------ Material shown

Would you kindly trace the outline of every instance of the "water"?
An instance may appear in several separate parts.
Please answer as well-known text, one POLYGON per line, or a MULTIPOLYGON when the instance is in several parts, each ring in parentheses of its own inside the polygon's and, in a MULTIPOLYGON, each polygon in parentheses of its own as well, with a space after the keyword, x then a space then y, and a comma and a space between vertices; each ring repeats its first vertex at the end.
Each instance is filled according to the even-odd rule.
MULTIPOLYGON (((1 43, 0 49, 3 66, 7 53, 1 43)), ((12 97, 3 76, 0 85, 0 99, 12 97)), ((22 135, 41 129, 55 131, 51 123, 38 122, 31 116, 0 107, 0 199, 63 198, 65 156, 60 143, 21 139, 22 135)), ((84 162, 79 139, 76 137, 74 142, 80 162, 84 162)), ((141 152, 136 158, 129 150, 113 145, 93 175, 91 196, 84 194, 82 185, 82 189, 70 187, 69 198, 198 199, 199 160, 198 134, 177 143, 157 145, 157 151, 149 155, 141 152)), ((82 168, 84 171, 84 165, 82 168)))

------------

» Task requirements
Convert every line of the records above into a JSON list of strings, with one string per line and blank lines omitted.

» Task answer
[
  "Would you kindly trace the outline of every instance of the \"water\"?",
  "An instance may appear in several separate parts.",
  "Please answer as well-known text, one POLYGON per line, or a MULTIPOLYGON when the instance is in several parts, each ring in parentheses of its own inside the polygon's and, in a MULTIPOLYGON, each polygon in parentheses of its own as well, with a space after the keyword, x then a space then y, and a comma and a space between vertices; each ring repeats its first vertex at the end.",
  "Each instance is filled according to the even-odd rule.",
  "MULTIPOLYGON (((1 43, 0 49, 3 66, 7 53, 1 43)), ((12 97, 3 76, 0 85, 0 99, 12 97)), ((22 135, 41 129, 55 131, 51 123, 38 122, 31 116, 0 107, 0 199, 63 198, 65 156, 60 143, 21 139, 22 135)), ((84 162, 79 139, 76 137, 74 142, 80 162, 84 162)), ((141 152, 136 158, 129 150, 113 145, 93 175, 91 196, 84 194, 82 185, 82 189, 70 187, 69 198, 198 199, 199 160, 198 134, 177 143, 157 145, 157 151, 149 155, 141 152)), ((82 168, 84 171, 84 165, 82 168)))"
]